For example, a triquadric reconstruction function is more accurate than a trilinear reconstruction function but requires 27 scalar distance field samples, whereas the trilinear reconstruction function only requires 8 scalar distance field samples, a more than 3-fold increase in the data per cell. Alternatively, the minimum cell size in the ADF can be reduced to increase accuracy, but this also increases memory since the number of cells needed to fill a given volume will also increase. However, to obtain very high accuracy (˜1 micron) using a sampled ADF can require a prohibitively large amount of memory and processing time when simulating a large workpiece.
ADFs can be used to simulate editing using CSG operations. The model to be edited and the editing tool can be represented as distance functions, regularly sampled distance fields, or ADFs. The editing process can generate the ADF of the edited shape explicitly, for example by modifying the ADF of the model.

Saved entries
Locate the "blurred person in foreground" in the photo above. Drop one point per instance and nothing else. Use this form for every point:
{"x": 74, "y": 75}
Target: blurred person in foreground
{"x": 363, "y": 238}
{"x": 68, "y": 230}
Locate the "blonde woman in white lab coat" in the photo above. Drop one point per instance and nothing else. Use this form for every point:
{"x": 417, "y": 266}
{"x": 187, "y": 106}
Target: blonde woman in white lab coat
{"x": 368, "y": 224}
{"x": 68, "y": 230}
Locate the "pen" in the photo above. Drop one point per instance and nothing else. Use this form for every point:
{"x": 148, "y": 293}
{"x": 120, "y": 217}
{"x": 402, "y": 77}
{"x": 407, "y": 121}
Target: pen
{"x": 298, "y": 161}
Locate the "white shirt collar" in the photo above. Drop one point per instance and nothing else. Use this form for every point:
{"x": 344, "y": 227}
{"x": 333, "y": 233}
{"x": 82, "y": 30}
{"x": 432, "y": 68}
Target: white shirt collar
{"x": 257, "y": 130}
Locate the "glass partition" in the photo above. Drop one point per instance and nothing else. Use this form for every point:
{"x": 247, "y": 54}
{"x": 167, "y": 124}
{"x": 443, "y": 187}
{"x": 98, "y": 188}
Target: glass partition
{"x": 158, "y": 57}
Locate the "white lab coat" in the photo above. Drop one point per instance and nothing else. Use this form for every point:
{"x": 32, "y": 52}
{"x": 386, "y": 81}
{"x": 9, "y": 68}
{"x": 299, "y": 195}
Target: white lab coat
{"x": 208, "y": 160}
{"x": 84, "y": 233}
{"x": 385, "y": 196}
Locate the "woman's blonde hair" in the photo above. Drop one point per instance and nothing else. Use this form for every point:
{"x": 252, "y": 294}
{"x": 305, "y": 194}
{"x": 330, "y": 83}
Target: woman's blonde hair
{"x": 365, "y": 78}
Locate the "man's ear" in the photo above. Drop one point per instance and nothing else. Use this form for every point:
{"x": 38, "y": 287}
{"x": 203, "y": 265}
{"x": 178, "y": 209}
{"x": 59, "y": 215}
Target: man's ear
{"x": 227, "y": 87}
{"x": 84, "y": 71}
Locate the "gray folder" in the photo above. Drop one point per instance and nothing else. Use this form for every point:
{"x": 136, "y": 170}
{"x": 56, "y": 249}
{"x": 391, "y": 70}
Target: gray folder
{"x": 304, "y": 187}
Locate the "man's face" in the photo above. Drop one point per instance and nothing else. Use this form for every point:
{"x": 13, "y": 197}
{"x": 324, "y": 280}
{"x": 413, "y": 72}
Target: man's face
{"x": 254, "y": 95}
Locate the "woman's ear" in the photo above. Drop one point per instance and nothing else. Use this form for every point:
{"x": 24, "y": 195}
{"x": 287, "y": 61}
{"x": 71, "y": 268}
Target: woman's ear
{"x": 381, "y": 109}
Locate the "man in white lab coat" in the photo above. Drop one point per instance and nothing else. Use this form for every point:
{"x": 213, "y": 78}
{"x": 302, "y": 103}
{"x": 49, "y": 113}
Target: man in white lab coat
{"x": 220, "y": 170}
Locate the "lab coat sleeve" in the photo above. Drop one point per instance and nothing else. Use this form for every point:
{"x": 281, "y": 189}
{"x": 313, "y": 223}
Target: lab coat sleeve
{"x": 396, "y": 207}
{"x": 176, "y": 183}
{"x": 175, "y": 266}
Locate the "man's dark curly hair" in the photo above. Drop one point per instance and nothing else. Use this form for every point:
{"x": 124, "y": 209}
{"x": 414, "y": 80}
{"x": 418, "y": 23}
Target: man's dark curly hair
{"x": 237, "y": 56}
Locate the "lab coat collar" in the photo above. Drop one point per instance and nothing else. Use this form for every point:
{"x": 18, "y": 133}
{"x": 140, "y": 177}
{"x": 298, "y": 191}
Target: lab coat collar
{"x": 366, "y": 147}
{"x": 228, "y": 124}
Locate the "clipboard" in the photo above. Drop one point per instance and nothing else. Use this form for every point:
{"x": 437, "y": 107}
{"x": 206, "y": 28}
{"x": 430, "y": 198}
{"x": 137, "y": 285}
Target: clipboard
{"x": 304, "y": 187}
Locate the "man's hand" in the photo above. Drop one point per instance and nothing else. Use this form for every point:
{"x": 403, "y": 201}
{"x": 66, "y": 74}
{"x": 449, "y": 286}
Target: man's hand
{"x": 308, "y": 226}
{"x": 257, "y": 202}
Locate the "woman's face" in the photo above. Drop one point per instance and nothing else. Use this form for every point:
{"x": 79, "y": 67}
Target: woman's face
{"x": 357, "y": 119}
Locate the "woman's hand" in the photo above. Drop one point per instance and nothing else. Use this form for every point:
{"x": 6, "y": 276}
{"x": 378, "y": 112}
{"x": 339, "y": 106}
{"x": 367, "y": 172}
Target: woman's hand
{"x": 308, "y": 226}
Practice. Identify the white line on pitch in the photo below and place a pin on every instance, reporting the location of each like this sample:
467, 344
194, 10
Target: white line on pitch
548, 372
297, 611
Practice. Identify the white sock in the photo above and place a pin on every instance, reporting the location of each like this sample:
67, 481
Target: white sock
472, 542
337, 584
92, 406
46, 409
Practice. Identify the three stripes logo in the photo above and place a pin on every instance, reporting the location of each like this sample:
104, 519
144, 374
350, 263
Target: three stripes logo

§ **WORK ORDER A**
In the text on adaptive distance fields, how many scalar distance field samples does a triquadric reconstruction function require?
§ **WORK ORDER B**
Continue the text on adaptive distance fields from its last sentence.

§ **RESPONSE BOX A**
It requires 27 scalar distance field samples.

§ **RESPONSE BOX B**
Alternatively, the edited shape can be represented implicitly as a composite ADF. The composite adaptively sampled distance field (CADF) is generated to represent the object, where the composite ADF includes a set of cells arranged in a spatial hierarchy. Each cell in the composite ADF includes a subset of the set of geometric element distance field functions and a procedural reconstruction method for combining the subset of geometric element distance field functions to reconstruct a composite distance field of a portion of the object represented by the cell. Each distance field in the subset of distance fields forms a part of the boundary of the object within the cell, called the composite boundary.
A procedure for determining the subset of the set of geometric element distance field functions within a cell should only include in the subset those distance field functions whose boundaries form parts of the composite boundary within the cell. The procedure for determining the subset must be fast but also accurate or the resulting composite boundary will not be correct. For example, a ray sampling procedure, such as described in U.S. patent application Ser. No. 12/751,591, can be used. However, the ray sampling procedure can result in errors in the determination of the subset of distance field that cannot be easily detected.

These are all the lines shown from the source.